(DATOS DE ENTRADA)
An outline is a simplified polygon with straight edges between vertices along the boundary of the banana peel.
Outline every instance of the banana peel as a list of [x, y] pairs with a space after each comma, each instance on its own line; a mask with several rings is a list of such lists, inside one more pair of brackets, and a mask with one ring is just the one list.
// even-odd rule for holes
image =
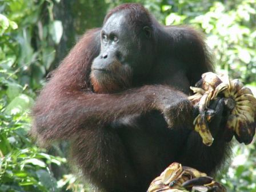
[[195, 118], [195, 130], [199, 133], [203, 143], [211, 146], [214, 138], [208, 123], [211, 118], [207, 117], [210, 102], [217, 97], [223, 97], [233, 102], [230, 115], [224, 130], [227, 142], [233, 135], [240, 143], [251, 142], [255, 133], [256, 98], [250, 89], [238, 79], [230, 79], [227, 75], [218, 75], [212, 72], [202, 75], [202, 79], [190, 87], [195, 93], [189, 97], [194, 105], [198, 105], [199, 115]]
[[210, 191], [217, 189], [226, 192], [223, 186], [197, 170], [174, 162], [151, 183], [147, 192]]

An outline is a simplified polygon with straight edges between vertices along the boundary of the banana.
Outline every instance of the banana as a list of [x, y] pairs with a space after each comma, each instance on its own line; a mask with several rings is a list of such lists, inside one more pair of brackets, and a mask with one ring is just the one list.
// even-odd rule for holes
[[230, 79], [227, 75], [218, 75], [211, 72], [203, 74], [195, 87], [190, 89], [195, 94], [189, 99], [198, 106], [199, 112], [194, 121], [195, 130], [203, 143], [210, 146], [213, 142], [208, 127], [213, 115], [209, 115], [207, 111], [210, 102], [217, 97], [224, 97], [233, 104], [232, 107], [229, 108], [226, 103], [230, 114], [223, 131], [225, 140], [230, 141], [234, 135], [240, 143], [251, 142], [256, 127], [256, 98], [250, 89], [245, 87], [239, 79]]
[[223, 186], [205, 173], [174, 162], [152, 181], [147, 192], [189, 192], [194, 187], [204, 189], [198, 191], [226, 191]]
[[251, 90], [250, 89], [246, 87], [243, 87], [238, 91], [237, 91], [234, 96], [236, 98], [246, 94], [249, 94], [253, 95], [253, 92], [251, 92]]

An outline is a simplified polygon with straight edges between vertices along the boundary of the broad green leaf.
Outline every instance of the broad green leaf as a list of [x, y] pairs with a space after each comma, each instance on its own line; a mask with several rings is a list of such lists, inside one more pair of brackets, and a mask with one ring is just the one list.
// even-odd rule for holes
[[41, 167], [46, 167], [46, 165], [45, 163], [43, 161], [35, 158], [31, 158], [24, 160], [22, 161], [22, 163], [23, 164], [31, 163], [34, 165], [37, 165]]

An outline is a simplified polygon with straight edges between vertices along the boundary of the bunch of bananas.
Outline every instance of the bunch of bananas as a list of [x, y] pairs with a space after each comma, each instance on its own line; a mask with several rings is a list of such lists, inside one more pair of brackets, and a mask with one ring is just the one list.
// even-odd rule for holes
[[210, 102], [217, 97], [224, 98], [230, 110], [224, 131], [227, 141], [234, 135], [240, 143], [250, 143], [255, 132], [256, 98], [250, 89], [238, 79], [230, 79], [227, 75], [218, 75], [208, 72], [202, 75], [202, 79], [190, 87], [195, 93], [189, 97], [194, 105], [198, 105], [199, 115], [195, 118], [195, 130], [201, 136], [203, 142], [210, 146], [213, 138], [208, 123], [214, 116], [209, 108]]
[[226, 189], [196, 169], [173, 163], [151, 183], [147, 192], [225, 192]]

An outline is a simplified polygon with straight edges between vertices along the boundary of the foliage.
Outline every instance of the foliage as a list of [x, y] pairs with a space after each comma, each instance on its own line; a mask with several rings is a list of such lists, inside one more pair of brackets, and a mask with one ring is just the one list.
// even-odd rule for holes
[[[228, 73], [246, 84], [256, 85], [256, 1], [173, 1], [162, 7], [166, 25], [187, 23], [203, 30], [216, 56], [217, 72]], [[200, 6], [202, 5], [202, 6]], [[250, 86], [256, 95], [255, 87]], [[228, 191], [256, 191], [256, 145], [238, 145], [217, 178]]]
[[[218, 72], [256, 85], [256, 0], [133, 1], [163, 23], [203, 30]], [[75, 39], [85, 29], [99, 26], [106, 10], [129, 2], [0, 0], [1, 191], [87, 190], [66, 174], [66, 147], [49, 151], [31, 140], [30, 109], [46, 74]], [[231, 166], [217, 177], [229, 191], [256, 191], [255, 147], [235, 145]]]

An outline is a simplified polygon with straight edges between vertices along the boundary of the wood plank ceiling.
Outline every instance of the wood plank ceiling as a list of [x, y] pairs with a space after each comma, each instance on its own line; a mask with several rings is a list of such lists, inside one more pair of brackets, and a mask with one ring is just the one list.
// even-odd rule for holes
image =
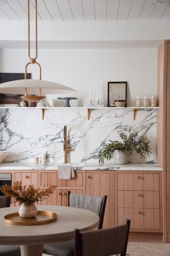
[[[170, 18], [170, 0], [37, 0], [42, 21], [114, 21]], [[155, 2], [158, 0], [155, 0]], [[35, 0], [30, 0], [35, 19]], [[0, 0], [0, 20], [27, 20], [27, 0]]]

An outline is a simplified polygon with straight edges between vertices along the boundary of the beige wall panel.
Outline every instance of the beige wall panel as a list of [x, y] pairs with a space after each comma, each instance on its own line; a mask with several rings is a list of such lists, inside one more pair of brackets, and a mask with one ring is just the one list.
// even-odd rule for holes
[[134, 190], [143, 190], [143, 175], [142, 173], [134, 173], [133, 182]]

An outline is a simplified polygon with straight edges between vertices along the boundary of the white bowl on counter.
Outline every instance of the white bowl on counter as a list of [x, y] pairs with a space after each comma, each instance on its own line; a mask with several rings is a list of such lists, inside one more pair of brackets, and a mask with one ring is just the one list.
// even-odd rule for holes
[[0, 163], [2, 162], [8, 154], [9, 152], [8, 151], [0, 151]]

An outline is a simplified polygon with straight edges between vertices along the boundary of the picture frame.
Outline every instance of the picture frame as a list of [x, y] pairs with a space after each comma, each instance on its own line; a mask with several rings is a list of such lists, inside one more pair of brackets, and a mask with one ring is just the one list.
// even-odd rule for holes
[[116, 100], [127, 100], [127, 82], [108, 82], [107, 107], [116, 107]]
[[[0, 73], [0, 84], [14, 80], [24, 79], [24, 73]], [[27, 73], [27, 79], [31, 79], [31, 73]], [[22, 94], [5, 94], [0, 93], [0, 104], [17, 104]]]

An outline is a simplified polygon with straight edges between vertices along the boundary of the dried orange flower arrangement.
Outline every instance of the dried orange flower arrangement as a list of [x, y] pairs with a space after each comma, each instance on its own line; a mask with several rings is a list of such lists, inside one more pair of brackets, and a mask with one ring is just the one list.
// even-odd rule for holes
[[56, 186], [50, 186], [47, 188], [40, 190], [34, 188], [33, 185], [30, 185], [26, 188], [23, 186], [21, 181], [16, 181], [12, 186], [4, 185], [0, 187], [0, 190], [5, 195], [12, 197], [15, 202], [18, 202], [19, 205], [24, 203], [25, 205], [29, 205], [42, 201], [47, 196], [54, 193]]

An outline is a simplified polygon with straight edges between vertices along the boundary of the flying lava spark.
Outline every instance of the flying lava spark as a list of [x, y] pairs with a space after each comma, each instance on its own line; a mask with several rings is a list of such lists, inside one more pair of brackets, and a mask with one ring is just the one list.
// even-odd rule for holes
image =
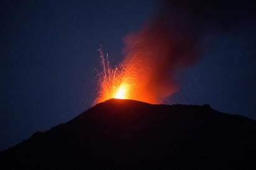
[[100, 52], [102, 71], [97, 74], [97, 96], [93, 104], [109, 99], [129, 99], [132, 97], [132, 91], [136, 89], [137, 73], [127, 65], [119, 63], [114, 68], [110, 66], [108, 55], [104, 57], [102, 48]]

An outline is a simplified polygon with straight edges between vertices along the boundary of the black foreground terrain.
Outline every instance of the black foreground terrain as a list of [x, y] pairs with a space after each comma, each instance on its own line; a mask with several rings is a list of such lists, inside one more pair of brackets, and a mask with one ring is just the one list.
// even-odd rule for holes
[[0, 153], [0, 169], [256, 169], [256, 121], [111, 99]]

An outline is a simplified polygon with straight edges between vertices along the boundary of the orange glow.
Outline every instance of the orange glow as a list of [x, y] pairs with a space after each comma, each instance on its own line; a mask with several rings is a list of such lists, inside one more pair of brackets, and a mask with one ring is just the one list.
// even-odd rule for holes
[[113, 98], [119, 99], [127, 99], [127, 93], [129, 91], [129, 85], [126, 84], [121, 84], [119, 87], [117, 89]]
[[[105, 58], [102, 50], [99, 51], [102, 69], [98, 71], [96, 78], [97, 94], [93, 105], [112, 98], [159, 104], [162, 98], [170, 94], [168, 86], [152, 79], [155, 74], [151, 69], [154, 63], [140, 60], [143, 56], [142, 53], [126, 58], [129, 59], [124, 61], [126, 65], [119, 63], [111, 67], [107, 54]], [[161, 91], [157, 88], [161, 88]]]

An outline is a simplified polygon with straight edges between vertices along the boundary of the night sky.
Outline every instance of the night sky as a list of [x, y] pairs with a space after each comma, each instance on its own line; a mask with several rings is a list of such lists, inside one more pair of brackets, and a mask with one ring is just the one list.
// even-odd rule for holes
[[[255, 17], [244, 2], [240, 11], [221, 12], [224, 24], [209, 14], [195, 17], [207, 23], [196, 41], [200, 60], [180, 74], [180, 91], [164, 103], [208, 104], [256, 120]], [[190, 6], [196, 5], [173, 9], [188, 11]], [[89, 108], [94, 69], [100, 68], [99, 45], [112, 66], [121, 61], [124, 37], [141, 28], [160, 6], [143, 0], [2, 1], [0, 150]]]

(INSTRUCCIÓN ESCRITA)
Devuelve como lista JSON de cadenas, una por línea y sin las líneas en blanco, todo lo que va en los datos de arriba desde la línea que contiene "bunch of bananas." hasta la que contiene "192], [225, 192]]", ambas incluidas.

(RESULTADO OBTENIDO)
[
  "An outline is a simplified polygon with straight edges between vertices along the boundary of the bunch of bananas.",
  "Outline every instance of the bunch of bananas as a list of [x, y] pairs with a space after each comma, each instance on its own line; a mask with several rings is a list of such lists, inside one more pair of brackets, and a mask with one ring is just the one list.",
  "// even-odd rule for holes",
  "[[210, 102], [217, 97], [224, 98], [230, 110], [224, 131], [227, 141], [234, 135], [240, 143], [250, 143], [255, 132], [256, 98], [250, 89], [238, 79], [230, 79], [227, 75], [218, 75], [208, 72], [202, 75], [202, 79], [190, 87], [195, 93], [189, 97], [194, 105], [198, 105], [199, 115], [195, 118], [195, 130], [201, 136], [203, 142], [210, 146], [213, 138], [208, 123], [214, 116], [209, 108]]",
  "[[226, 189], [196, 169], [173, 163], [151, 183], [147, 192], [225, 192]]"
]